What you have to do:
In the "Childless and happy" text, what is the title of the book where Elizabeth Gilbert writes about her childlessness?
======== Selected extract ========
There are also many women, perfectly happy, well-adjusted women, who don’t want kids. Elizabeth Gilbert, best-selling author of Eat, Pray, Love is one of them. She writes about her blissful childlessness in her book, Committed. Gilbert, successful and talented, is widely criticized for her self-absorption.

But here’s a crazy idea: having kids is actually just about the most selfish act (read un-idealized-feminine) a human can engage in. Rapidly growing world population issues aside, we have children because we think it will make our own lives more fulfilling; we want to create another human being with someone we love; or we are seeking immortality by continuing our gene pools. That selfishness isn’t bad by the way. All ‘good’ deeds are self-centered. God was smart that way. We give money away because it feels good or work for causes or support political candidates because they further our personal beliefs. But as Erica Jong notes in her recent Wall Street Journal article, when women have kids, their worlds can become very small and limited, mothers turning away from the world’s unsolvable, overwhelming issues into the self absorption of their own families.

The species needs to reproduce, we all know that. Having kids can be incredibly fulfilling, and it’s great that so many of us do it. But the under-reported story is not only the well-adjusted, happy women who live fulling lives that don’t involve children at all, but a culture, still desperately lacking in celebrating women’s other creative acts.

5 thoughts on “Childless and happy

  1. Pingback: Best-selling Author, Elizabeth Gilbert, Says Childless Women are Just Fine | CMomA.org

  2. Pingback: Are childless women happy? « ReelGirl

  3. The post that I read is from Jennifer b. As a male, I do not nor have I ever understood the genetic predisposition to procreate that females seem to succumb to. I have always searched for a female partner who has the same desire to experience and share all that a couple can…save for that agonizing period of nine months that the female would endure while bringing a baby to term, birthing it, and the lifetime of sacrifice that follows.
======== Source data ========
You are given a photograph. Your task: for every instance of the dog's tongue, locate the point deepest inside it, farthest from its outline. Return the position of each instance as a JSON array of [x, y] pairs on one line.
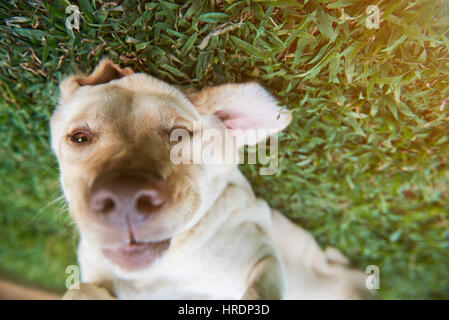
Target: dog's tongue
[[136, 256]]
========
Solution to this exercise:
Committed